> _Given problem_:
Render the lines from the one containing "Target: conifer tree trunk" through the end of the items as a numbered list, leaving out any blank lines.

> _Entries for pointing and labeling_:
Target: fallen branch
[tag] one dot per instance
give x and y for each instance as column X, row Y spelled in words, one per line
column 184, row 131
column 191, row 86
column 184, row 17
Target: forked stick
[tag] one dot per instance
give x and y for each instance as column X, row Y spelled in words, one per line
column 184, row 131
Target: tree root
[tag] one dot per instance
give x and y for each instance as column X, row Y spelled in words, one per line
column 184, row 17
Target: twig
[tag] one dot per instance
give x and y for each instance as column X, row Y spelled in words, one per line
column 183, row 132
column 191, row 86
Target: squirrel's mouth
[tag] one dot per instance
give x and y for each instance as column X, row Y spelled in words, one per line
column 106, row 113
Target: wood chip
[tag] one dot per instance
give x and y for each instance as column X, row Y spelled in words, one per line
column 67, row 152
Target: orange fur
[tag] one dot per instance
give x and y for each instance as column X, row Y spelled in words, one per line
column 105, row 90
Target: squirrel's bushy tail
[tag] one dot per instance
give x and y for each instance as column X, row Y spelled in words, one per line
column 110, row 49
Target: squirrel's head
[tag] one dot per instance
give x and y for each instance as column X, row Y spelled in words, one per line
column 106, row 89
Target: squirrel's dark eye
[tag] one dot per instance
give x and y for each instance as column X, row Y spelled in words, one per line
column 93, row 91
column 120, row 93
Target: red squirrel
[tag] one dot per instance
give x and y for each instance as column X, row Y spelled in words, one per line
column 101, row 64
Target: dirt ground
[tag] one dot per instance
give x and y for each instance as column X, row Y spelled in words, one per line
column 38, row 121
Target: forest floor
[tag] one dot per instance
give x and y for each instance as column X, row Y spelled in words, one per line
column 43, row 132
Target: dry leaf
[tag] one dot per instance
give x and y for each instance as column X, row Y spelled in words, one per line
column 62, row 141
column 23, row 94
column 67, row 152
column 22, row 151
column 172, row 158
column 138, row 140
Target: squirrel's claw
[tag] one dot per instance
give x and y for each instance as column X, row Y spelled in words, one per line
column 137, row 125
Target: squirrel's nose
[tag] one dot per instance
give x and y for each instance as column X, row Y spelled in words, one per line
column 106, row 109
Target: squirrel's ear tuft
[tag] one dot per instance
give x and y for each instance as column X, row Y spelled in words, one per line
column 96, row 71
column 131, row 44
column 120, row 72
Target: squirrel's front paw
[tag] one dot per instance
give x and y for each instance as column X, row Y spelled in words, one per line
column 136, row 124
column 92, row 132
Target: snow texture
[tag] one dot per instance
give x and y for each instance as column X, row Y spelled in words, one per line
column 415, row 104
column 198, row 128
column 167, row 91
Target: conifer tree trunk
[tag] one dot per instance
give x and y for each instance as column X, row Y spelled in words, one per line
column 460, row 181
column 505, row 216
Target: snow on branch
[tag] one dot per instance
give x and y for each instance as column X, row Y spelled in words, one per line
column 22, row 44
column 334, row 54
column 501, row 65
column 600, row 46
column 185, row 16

> _Reply to the exercise_:
1. Target: conifer tree trunk
2. [tag] one dot per instance
3. give x and y for each instance as column X, row Y spelled in words, one per line
4. column 460, row 181
5. column 505, row 216
6. Target: snow on branch
7. [tag] one dot per instance
8. give x and y for each instance as column X, row Y spelled in words, one per line
9. column 22, row 44
10. column 334, row 54
11. column 501, row 65
12. column 600, row 46
13. column 185, row 16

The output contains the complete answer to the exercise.